## Alıntı
Bazı varlıkların Milli Ekonomiye Kazandırılması
1 Eylül 2016 Sirkü 1155
6736 sayılı Kanunun 7 inci maddesi uyarınca, yurt dışında bulunan para, döviz, altın, menkul kıymet ve diğer sermaye piyasası araçlarını, anılan maddedeki hükümler çerçevesinde 31.12.2016 tarihine kadar Türkiye ye getiren gerçek ve tüzel kişiler söz konusu varlıklarını serbestçe tasarruf edebileceklerdir.
Ayrıca, gelir ve kurumlar vergisi mükelleflerince, Türkiye de bulunan ancak kanuni defter kayıtlarında yer almayan para, döviz, altın, menkul kıymet ve diğer sermaye piyasası araçları ile taşınmazlar 311.12.2016 tarihine kadar kanuni defterlerine kaydedebileceklerdir.
Konuyla ilgili olarak Gelir idaresince yayımlanan 1 sıra nolu Genel tebliğ aşağıda özetlenmiştir.
Yurt dışında bulunan para, altın, döviz, menkul kıymet ve diğer sermaye piyasası araçlarını bu maddedeki hükümler çerçevesinde 31/12/2016 tarihine kadar Türkiye’ye getiren gerçek ve tüzel kişiler, madde hükümlerinden yararlanabileceklerdir. Söz konusu varlıkların 31/12/2016 tarihine kadar bir veya birden fazla seferde Türkiye’ye getirilmesi mümkündür.

## Öğeler

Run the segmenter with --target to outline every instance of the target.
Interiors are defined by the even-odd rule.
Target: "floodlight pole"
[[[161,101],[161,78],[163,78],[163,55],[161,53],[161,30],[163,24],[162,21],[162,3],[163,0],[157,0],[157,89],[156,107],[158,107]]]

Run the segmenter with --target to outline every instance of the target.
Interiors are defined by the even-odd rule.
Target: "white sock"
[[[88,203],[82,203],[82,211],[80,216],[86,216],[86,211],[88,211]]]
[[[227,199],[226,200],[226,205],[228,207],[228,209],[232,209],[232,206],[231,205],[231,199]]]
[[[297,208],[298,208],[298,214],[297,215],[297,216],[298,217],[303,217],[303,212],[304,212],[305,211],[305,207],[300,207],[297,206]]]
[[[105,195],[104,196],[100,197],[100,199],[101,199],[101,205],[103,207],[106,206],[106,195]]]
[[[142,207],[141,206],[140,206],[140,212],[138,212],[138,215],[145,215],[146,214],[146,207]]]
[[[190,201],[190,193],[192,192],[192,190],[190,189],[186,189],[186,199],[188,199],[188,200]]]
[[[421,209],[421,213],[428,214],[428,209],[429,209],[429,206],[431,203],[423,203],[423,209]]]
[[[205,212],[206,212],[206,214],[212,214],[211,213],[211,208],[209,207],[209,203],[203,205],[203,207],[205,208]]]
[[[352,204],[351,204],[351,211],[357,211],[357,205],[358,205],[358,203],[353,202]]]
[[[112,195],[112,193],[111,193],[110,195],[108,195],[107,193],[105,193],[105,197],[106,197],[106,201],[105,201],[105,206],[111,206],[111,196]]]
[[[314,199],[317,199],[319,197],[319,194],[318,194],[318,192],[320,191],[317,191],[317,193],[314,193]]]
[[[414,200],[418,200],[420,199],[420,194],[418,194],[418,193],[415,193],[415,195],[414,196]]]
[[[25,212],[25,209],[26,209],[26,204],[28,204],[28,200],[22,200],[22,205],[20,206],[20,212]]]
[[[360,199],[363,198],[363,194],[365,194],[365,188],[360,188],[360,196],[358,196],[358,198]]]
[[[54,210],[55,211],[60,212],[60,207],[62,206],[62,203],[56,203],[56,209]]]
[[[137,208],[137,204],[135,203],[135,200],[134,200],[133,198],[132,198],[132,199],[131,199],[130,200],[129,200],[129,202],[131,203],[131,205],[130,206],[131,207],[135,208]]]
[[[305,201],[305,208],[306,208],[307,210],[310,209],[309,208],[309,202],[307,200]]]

## Görev Koşulları
1. Aşağıdaki ifadelerin alıntıyla uyuşup uyuşmadığını belirtin; her biri için evet ya da hayır deyin ve kararı veren sözcükleri alıntıdan aynen aktarın. (a) Varlıklar 31/12/2016 tarihine kadar birden fazla seferde Türkiye'ye getirilebilir. (b) Bu imkândan yalnızca tüzel kişiler yararlanabilir. (c) Konuyla ilgili tebliğ Gelir idaresince yayımlanmıştır.
2. Alıntının "Ayrıca, gelir ve" ifadesiyle başlayıp "tebliğ aşağıda özetlenmiştir." ifadesine kadar, bu ifade de dahil olmak üzere, olan kısmını hiçbir değişiklik yapmadan yeniden yazın.

## Soruların Yanıtları
1.
(a) Evet: "Söz konusu varlıkların 31/12/2016 tarihine kadar bir veya birden fazla seferde Türkiye’ye getirilmesi mümkündür."
(b) Hayır: "Türkiye’ye getiren gerçek ve tüzel kişiler"
(c) Evet: "Gelir idaresince yayımlanan 1 sıra nolu Genel tebliğ"

2.
Ayrıca, gelir ve kurumlar vergisi mükelleflerince, Türkiye de bulunan ancak kanuni defter kayıtlarında yer almayan para, döviz, altın, menkul kıymet ve diğer sermaye piyasası araçları ile taşınmazlar 311.12.2016 tarihine kadar kanuni defterlerine kaydedebileceklerdir.
Konuyla ilgili olarak Gelir idaresince yayımlanan 1 sıra nolu Genel tebliğ aşağıda özetlenmiştir.